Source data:
# # # # # # #
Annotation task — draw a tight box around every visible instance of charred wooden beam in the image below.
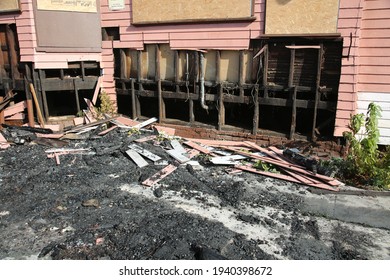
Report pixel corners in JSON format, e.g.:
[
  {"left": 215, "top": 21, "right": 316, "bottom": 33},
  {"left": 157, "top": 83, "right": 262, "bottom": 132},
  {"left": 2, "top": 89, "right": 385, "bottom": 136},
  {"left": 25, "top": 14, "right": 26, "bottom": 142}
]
[
  {"left": 218, "top": 84, "right": 225, "bottom": 130},
  {"left": 263, "top": 44, "right": 269, "bottom": 97},
  {"left": 252, "top": 86, "right": 260, "bottom": 134},
  {"left": 73, "top": 80, "right": 81, "bottom": 112},
  {"left": 290, "top": 87, "right": 297, "bottom": 140},
  {"left": 131, "top": 79, "right": 139, "bottom": 119},
  {"left": 238, "top": 51, "right": 244, "bottom": 97},
  {"left": 38, "top": 69, "right": 50, "bottom": 120},
  {"left": 155, "top": 45, "right": 165, "bottom": 122}
]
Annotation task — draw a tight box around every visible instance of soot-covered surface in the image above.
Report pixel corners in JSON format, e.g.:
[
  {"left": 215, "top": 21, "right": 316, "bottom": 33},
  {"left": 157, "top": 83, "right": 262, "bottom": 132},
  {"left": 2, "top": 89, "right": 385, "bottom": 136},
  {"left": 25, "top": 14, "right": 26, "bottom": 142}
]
[{"left": 0, "top": 130, "right": 390, "bottom": 260}]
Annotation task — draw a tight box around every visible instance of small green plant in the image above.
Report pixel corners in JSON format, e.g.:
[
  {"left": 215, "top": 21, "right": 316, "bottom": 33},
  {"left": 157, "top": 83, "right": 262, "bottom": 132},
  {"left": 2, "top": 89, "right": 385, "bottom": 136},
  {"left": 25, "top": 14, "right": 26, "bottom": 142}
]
[
  {"left": 342, "top": 103, "right": 390, "bottom": 189},
  {"left": 127, "top": 127, "right": 141, "bottom": 136},
  {"left": 96, "top": 91, "right": 116, "bottom": 119},
  {"left": 253, "top": 160, "right": 279, "bottom": 173}
]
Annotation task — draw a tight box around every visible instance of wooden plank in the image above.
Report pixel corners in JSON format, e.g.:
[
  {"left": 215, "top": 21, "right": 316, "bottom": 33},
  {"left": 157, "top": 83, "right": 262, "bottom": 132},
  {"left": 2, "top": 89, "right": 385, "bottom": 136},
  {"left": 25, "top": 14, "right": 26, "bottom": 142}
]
[
  {"left": 98, "top": 125, "right": 118, "bottom": 136},
  {"left": 142, "top": 164, "right": 177, "bottom": 187},
  {"left": 290, "top": 87, "right": 297, "bottom": 140},
  {"left": 4, "top": 101, "right": 27, "bottom": 117},
  {"left": 134, "top": 118, "right": 157, "bottom": 128},
  {"left": 153, "top": 125, "right": 176, "bottom": 136},
  {"left": 184, "top": 141, "right": 212, "bottom": 155},
  {"left": 225, "top": 147, "right": 342, "bottom": 186},
  {"left": 252, "top": 85, "right": 260, "bottom": 135},
  {"left": 126, "top": 149, "right": 149, "bottom": 168},
  {"left": 310, "top": 44, "right": 324, "bottom": 141},
  {"left": 128, "top": 144, "right": 161, "bottom": 162},
  {"left": 166, "top": 149, "right": 190, "bottom": 163},
  {"left": 134, "top": 135, "right": 157, "bottom": 143},
  {"left": 210, "top": 155, "right": 247, "bottom": 165},
  {"left": 170, "top": 139, "right": 187, "bottom": 154},
  {"left": 234, "top": 165, "right": 339, "bottom": 191}
]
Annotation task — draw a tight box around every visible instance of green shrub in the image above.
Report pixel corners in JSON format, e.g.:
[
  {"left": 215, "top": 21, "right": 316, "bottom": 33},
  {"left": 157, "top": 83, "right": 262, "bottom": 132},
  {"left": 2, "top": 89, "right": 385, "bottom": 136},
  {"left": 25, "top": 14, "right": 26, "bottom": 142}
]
[{"left": 340, "top": 103, "right": 390, "bottom": 189}]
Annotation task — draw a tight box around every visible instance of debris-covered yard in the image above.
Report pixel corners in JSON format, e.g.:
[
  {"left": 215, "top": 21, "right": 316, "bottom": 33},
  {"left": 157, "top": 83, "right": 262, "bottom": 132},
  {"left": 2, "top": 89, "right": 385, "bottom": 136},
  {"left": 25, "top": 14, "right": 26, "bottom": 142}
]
[{"left": 0, "top": 114, "right": 390, "bottom": 260}]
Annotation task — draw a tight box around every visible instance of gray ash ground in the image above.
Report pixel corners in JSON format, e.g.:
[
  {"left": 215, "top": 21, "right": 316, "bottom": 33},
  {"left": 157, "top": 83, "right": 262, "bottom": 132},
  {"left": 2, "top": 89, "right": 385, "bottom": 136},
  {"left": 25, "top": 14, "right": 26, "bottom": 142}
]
[{"left": 0, "top": 130, "right": 390, "bottom": 260}]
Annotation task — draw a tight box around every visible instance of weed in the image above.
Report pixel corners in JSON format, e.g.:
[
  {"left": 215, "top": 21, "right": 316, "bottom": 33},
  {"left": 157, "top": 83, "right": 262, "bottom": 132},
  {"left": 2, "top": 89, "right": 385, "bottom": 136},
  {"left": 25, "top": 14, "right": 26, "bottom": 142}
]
[
  {"left": 253, "top": 160, "right": 280, "bottom": 173},
  {"left": 340, "top": 103, "right": 390, "bottom": 189}
]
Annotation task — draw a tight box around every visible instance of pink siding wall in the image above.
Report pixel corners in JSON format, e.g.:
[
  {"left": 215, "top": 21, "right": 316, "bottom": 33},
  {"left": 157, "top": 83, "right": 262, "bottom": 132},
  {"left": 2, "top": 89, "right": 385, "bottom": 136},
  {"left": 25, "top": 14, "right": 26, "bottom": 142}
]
[
  {"left": 0, "top": 0, "right": 116, "bottom": 105},
  {"left": 101, "top": 0, "right": 265, "bottom": 50},
  {"left": 334, "top": 0, "right": 364, "bottom": 136},
  {"left": 0, "top": 0, "right": 101, "bottom": 69},
  {"left": 100, "top": 0, "right": 265, "bottom": 110},
  {"left": 358, "top": 0, "right": 390, "bottom": 94}
]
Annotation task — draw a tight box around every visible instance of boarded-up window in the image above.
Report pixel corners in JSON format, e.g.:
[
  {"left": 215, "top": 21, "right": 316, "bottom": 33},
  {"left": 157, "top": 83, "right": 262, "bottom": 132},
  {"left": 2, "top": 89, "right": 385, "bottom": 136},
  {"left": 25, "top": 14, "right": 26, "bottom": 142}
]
[
  {"left": 265, "top": 0, "right": 339, "bottom": 35},
  {"left": 34, "top": 0, "right": 102, "bottom": 52},
  {"left": 132, "top": 0, "right": 253, "bottom": 24}
]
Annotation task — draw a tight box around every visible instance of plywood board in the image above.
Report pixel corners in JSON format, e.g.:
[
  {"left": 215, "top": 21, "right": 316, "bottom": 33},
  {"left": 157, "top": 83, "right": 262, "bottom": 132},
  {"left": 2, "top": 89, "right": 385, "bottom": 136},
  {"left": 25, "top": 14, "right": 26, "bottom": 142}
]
[
  {"left": 34, "top": 0, "right": 102, "bottom": 51},
  {"left": 0, "top": 0, "right": 20, "bottom": 13},
  {"left": 132, "top": 0, "right": 253, "bottom": 24},
  {"left": 265, "top": 0, "right": 339, "bottom": 34},
  {"left": 37, "top": 0, "right": 97, "bottom": 13}
]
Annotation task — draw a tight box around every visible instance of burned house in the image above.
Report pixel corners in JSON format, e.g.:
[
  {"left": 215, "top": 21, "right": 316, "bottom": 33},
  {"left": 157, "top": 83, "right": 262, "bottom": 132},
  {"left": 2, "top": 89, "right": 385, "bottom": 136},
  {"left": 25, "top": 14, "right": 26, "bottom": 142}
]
[{"left": 0, "top": 0, "right": 390, "bottom": 144}]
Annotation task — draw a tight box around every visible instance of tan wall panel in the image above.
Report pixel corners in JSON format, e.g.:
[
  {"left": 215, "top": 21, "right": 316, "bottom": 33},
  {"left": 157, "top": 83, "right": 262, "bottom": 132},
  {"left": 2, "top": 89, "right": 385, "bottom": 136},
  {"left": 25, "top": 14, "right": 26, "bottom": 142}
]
[
  {"left": 37, "top": 0, "right": 97, "bottom": 13},
  {"left": 0, "top": 0, "right": 20, "bottom": 13},
  {"left": 265, "top": 0, "right": 339, "bottom": 34},
  {"left": 132, "top": 0, "right": 253, "bottom": 24}
]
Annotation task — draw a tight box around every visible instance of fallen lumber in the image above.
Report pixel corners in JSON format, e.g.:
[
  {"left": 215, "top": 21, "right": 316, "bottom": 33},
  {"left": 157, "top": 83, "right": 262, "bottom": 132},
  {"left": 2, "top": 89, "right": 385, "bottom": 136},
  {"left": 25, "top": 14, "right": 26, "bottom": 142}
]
[
  {"left": 128, "top": 144, "right": 161, "bottom": 162},
  {"left": 4, "top": 101, "right": 27, "bottom": 118},
  {"left": 65, "top": 117, "right": 116, "bottom": 133},
  {"left": 234, "top": 165, "right": 339, "bottom": 191},
  {"left": 210, "top": 155, "right": 247, "bottom": 165},
  {"left": 142, "top": 150, "right": 199, "bottom": 187},
  {"left": 142, "top": 164, "right": 177, "bottom": 187},
  {"left": 166, "top": 149, "right": 190, "bottom": 163},
  {"left": 184, "top": 141, "right": 213, "bottom": 155},
  {"left": 133, "top": 118, "right": 158, "bottom": 128},
  {"left": 224, "top": 147, "right": 343, "bottom": 187},
  {"left": 134, "top": 135, "right": 157, "bottom": 143},
  {"left": 3, "top": 124, "right": 53, "bottom": 134},
  {"left": 126, "top": 149, "right": 149, "bottom": 168},
  {"left": 0, "top": 133, "right": 11, "bottom": 149}
]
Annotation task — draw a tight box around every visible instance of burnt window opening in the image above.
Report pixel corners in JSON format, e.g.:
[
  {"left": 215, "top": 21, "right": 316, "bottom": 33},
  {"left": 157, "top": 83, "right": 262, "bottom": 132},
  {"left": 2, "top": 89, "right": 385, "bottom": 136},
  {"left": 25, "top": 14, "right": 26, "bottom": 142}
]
[
  {"left": 224, "top": 103, "right": 254, "bottom": 130},
  {"left": 164, "top": 98, "right": 190, "bottom": 122},
  {"left": 45, "top": 90, "right": 94, "bottom": 117}
]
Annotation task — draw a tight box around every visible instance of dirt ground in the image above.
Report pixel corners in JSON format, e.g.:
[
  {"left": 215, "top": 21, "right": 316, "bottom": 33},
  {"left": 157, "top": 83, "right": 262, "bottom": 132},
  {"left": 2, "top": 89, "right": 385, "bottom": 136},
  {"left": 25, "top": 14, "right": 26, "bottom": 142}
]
[{"left": 0, "top": 127, "right": 390, "bottom": 260}]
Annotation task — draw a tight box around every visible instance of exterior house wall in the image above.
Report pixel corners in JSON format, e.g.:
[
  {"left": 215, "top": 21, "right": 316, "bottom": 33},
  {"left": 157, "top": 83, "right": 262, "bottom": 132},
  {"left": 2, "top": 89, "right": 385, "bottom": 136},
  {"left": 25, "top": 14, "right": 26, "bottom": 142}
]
[
  {"left": 101, "top": 0, "right": 265, "bottom": 50},
  {"left": 357, "top": 0, "right": 390, "bottom": 145},
  {"left": 334, "top": 0, "right": 364, "bottom": 136}
]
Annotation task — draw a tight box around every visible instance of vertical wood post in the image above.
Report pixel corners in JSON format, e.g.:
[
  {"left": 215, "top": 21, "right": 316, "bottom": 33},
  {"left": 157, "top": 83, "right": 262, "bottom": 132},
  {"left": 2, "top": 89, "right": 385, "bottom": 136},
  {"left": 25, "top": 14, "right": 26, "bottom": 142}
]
[
  {"left": 27, "top": 99, "right": 35, "bottom": 127},
  {"left": 155, "top": 45, "right": 165, "bottom": 122},
  {"left": 311, "top": 43, "right": 324, "bottom": 141},
  {"left": 288, "top": 44, "right": 297, "bottom": 140},
  {"left": 131, "top": 79, "right": 139, "bottom": 119},
  {"left": 0, "top": 96, "right": 5, "bottom": 126},
  {"left": 38, "top": 69, "right": 49, "bottom": 120},
  {"left": 290, "top": 86, "right": 297, "bottom": 140},
  {"left": 218, "top": 83, "right": 225, "bottom": 130},
  {"left": 73, "top": 79, "right": 81, "bottom": 112},
  {"left": 252, "top": 85, "right": 260, "bottom": 135},
  {"left": 263, "top": 44, "right": 269, "bottom": 98},
  {"left": 238, "top": 51, "right": 244, "bottom": 98}
]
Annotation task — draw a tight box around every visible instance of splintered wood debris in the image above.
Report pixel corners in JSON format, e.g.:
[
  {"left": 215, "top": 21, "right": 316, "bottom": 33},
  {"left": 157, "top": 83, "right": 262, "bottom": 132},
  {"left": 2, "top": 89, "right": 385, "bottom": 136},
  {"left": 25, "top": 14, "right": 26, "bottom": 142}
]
[{"left": 0, "top": 95, "right": 343, "bottom": 191}]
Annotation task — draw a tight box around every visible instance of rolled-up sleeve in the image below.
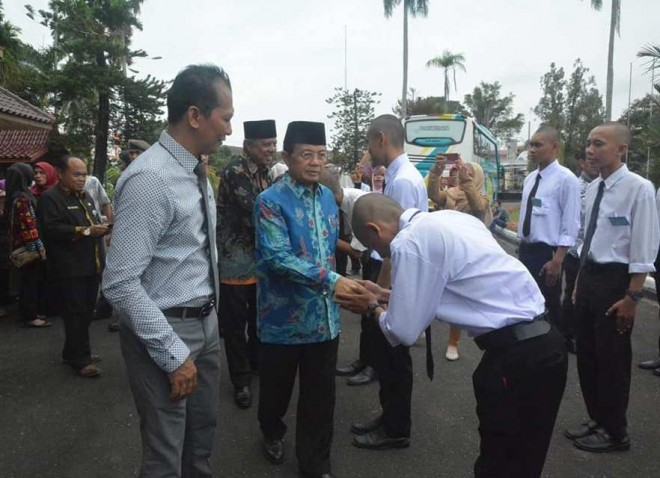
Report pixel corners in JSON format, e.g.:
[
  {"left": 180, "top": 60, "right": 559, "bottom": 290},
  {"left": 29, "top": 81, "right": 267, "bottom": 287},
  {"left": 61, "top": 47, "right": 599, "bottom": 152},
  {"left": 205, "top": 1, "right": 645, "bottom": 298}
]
[{"left": 103, "top": 172, "right": 190, "bottom": 373}]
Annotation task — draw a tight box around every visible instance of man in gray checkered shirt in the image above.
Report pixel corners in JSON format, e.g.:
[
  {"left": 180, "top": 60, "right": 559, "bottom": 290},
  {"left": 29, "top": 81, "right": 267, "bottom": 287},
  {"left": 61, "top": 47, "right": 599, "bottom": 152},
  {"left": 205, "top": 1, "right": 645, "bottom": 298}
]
[{"left": 103, "top": 65, "right": 234, "bottom": 477}]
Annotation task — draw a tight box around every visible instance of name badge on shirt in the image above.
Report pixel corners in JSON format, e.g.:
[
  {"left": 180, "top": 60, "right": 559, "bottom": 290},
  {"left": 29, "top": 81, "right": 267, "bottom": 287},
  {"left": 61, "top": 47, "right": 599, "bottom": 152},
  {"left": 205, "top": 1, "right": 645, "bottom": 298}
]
[{"left": 608, "top": 216, "right": 630, "bottom": 226}]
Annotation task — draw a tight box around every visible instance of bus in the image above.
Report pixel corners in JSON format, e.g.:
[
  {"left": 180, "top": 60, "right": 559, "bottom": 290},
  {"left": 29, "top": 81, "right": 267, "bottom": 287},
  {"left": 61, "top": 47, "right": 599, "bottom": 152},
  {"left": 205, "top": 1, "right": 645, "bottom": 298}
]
[{"left": 403, "top": 114, "right": 500, "bottom": 201}]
# # # # # # #
* **PROBLEM DESCRIPTION**
State how many lines in the items above contain the string "covered", counting a match only when its case is identical. Give the number alone.

* **WRITTEN ANSWER**
2